▶ _To be done_
Repeat the part of the listing below that opens with the line containing "[locate] green shrub (one dot each)" and runs through the last line of the listing, both ends included.

▶ _Task data_
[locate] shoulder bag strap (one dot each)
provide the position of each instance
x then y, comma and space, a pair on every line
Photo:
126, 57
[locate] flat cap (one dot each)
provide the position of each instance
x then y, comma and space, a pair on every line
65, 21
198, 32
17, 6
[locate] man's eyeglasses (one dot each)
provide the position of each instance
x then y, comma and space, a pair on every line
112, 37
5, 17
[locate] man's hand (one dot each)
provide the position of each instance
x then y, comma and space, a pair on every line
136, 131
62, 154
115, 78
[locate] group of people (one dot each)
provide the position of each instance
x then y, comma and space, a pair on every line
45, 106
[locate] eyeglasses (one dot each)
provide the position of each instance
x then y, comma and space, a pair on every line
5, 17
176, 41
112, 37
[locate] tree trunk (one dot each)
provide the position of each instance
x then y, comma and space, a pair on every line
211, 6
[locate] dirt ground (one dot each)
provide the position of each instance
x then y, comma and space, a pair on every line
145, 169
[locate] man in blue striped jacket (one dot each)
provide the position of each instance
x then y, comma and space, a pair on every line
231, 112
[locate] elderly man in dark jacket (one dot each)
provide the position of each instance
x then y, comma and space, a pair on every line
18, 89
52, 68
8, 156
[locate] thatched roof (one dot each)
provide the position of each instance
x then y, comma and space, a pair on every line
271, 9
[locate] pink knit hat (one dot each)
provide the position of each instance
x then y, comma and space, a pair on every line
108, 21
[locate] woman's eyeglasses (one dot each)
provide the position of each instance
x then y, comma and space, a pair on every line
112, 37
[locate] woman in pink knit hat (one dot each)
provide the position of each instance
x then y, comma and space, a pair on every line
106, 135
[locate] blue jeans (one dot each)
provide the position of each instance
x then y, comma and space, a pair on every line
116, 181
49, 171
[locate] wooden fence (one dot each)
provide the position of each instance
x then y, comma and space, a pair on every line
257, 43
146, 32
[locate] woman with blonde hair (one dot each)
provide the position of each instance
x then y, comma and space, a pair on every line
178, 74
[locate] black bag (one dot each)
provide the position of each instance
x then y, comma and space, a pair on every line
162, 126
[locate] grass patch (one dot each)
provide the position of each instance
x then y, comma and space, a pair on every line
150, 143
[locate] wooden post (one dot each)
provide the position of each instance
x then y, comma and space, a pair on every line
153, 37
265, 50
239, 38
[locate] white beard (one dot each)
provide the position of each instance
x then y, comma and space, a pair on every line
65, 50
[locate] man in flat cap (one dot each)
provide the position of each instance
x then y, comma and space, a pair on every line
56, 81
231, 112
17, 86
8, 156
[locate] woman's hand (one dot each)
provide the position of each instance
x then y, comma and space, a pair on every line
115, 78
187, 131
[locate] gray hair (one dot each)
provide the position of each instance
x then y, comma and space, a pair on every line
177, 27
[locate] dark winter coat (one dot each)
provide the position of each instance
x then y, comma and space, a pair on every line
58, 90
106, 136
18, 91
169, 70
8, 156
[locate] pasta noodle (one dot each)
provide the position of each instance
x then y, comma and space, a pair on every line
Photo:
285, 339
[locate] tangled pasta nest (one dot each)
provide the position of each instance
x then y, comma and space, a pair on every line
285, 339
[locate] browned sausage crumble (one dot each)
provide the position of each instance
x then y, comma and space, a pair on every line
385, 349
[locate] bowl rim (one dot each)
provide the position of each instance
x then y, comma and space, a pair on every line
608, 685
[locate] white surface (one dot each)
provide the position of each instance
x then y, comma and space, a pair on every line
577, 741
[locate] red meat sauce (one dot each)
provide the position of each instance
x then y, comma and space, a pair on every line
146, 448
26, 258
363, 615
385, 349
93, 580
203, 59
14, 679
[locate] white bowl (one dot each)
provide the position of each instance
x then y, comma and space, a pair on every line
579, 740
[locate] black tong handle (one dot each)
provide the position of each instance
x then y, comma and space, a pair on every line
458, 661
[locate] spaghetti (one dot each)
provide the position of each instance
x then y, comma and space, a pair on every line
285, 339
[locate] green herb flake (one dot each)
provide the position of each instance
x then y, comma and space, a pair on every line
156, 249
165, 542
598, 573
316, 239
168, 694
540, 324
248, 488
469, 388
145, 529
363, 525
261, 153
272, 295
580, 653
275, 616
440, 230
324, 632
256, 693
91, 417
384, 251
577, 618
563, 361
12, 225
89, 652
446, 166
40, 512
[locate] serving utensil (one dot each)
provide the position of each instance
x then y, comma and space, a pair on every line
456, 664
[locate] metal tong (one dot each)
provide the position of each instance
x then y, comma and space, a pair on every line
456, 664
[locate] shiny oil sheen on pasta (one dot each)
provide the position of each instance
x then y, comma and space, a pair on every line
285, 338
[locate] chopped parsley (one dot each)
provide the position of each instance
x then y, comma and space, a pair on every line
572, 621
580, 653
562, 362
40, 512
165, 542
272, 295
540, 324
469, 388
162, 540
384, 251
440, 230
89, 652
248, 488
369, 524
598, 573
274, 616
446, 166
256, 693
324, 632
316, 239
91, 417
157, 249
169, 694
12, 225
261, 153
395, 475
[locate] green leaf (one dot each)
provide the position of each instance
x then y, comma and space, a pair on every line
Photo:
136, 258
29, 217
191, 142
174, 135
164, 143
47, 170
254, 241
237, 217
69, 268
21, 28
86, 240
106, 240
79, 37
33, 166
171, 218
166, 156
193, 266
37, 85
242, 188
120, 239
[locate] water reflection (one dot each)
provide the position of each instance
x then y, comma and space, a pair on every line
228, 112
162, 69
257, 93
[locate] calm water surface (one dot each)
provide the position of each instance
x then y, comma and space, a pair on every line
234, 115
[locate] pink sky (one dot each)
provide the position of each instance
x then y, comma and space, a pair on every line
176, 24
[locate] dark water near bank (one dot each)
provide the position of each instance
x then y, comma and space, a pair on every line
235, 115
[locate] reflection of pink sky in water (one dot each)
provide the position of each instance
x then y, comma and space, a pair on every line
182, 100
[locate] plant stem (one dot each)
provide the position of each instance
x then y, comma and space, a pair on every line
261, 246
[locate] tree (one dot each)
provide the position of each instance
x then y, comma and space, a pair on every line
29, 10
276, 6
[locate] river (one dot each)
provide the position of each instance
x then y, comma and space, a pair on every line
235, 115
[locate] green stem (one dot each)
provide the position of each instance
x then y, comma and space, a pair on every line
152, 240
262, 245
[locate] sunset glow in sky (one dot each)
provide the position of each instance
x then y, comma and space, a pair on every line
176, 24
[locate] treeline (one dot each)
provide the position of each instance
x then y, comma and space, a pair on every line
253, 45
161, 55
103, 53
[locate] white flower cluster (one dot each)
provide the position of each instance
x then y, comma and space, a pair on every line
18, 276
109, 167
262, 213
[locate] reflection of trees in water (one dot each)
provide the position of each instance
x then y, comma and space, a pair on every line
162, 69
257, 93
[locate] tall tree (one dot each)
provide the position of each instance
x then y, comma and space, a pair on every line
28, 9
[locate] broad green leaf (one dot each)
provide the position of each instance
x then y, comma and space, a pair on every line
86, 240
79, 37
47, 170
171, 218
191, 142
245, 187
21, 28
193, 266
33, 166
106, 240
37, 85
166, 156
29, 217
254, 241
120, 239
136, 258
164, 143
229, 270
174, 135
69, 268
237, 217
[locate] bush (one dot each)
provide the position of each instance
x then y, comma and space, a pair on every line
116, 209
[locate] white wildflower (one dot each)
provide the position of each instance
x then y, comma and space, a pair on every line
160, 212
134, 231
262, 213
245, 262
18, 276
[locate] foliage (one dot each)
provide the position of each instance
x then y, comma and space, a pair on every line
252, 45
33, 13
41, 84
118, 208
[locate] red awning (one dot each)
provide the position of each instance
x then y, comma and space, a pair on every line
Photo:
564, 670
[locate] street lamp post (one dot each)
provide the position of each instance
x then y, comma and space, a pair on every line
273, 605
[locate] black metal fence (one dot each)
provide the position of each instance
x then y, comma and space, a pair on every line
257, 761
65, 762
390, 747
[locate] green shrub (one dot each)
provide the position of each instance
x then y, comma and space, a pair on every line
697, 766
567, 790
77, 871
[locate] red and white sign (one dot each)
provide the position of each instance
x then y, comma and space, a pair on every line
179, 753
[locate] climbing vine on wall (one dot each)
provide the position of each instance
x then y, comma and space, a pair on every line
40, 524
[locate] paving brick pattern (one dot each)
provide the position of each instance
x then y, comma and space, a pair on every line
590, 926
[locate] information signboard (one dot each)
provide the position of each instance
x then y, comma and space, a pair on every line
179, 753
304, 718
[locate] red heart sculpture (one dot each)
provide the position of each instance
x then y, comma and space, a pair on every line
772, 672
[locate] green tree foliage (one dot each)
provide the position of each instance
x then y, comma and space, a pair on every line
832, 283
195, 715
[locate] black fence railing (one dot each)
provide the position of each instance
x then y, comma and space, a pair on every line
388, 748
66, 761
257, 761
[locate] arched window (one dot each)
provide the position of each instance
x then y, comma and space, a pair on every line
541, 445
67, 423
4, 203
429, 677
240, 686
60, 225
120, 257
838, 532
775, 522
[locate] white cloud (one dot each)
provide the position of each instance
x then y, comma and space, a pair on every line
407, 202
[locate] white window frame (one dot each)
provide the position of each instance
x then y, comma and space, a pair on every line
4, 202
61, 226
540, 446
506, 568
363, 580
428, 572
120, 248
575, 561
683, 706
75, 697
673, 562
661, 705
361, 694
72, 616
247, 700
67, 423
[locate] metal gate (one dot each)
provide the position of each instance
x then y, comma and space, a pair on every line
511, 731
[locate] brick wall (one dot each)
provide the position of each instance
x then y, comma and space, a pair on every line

▶ _Answer below_
[locate] green shrub (one dot each)
provide the position of each instance
x then y, comma and space, a pair on every line
697, 766
567, 790
77, 871
[locate] red and white sign (one dot each)
provide the position of each instance
x then y, comma and space, a pair on every line
179, 753
[locate] climbing vine on wall (one dot each)
provide the position of each instance
x then y, comma and space, a pair on every line
40, 524
[locate] paving brick pattern (one dot each)
provide the position of each instance
x then y, comma and space, a pair on every line
590, 926
[locate] information signboard (one dot each)
provide the position of each instance
x then y, comma and space, a pair on every line
179, 753
304, 718
[locate] red heart sculpture (one dot each)
provide the position of each instance
x then y, comma and space, a pair on every line
772, 672
[locate] green tree foliage (one dot each)
provide the position of each instance
x then y, comma and space, a pair on every line
832, 283
195, 715
[locate] black fence railing (one dot each)
provide the position of each instance
x then y, comma and space, a pair on every line
388, 748
66, 761
257, 761
[locate] arched window (one dot each)
provide the position of each instance
x then y, comma and space, a pair on every line
541, 445
67, 423
4, 203
429, 677
240, 686
60, 225
120, 257
838, 532
775, 522
[locate] white cloud (one dot each)
provide the position of each instance
x then y, comma and space, a pair on every line
407, 202
[locate] white window frame (one dot each)
provide the position of each instance
x then y, comma and space, a pair on every line
4, 202
61, 226
540, 446
506, 568
363, 580
428, 572
120, 248
575, 561
683, 706
75, 697
673, 562
661, 705
361, 694
72, 616
247, 700
67, 423
[locate] metal gate (one dot each)
provide the position of each instance
x then y, comma and space, a pair on every line
511, 731
[locate] brick wall (one dot each)
provide the position of each instance
x then y, comma and space, a pair on every line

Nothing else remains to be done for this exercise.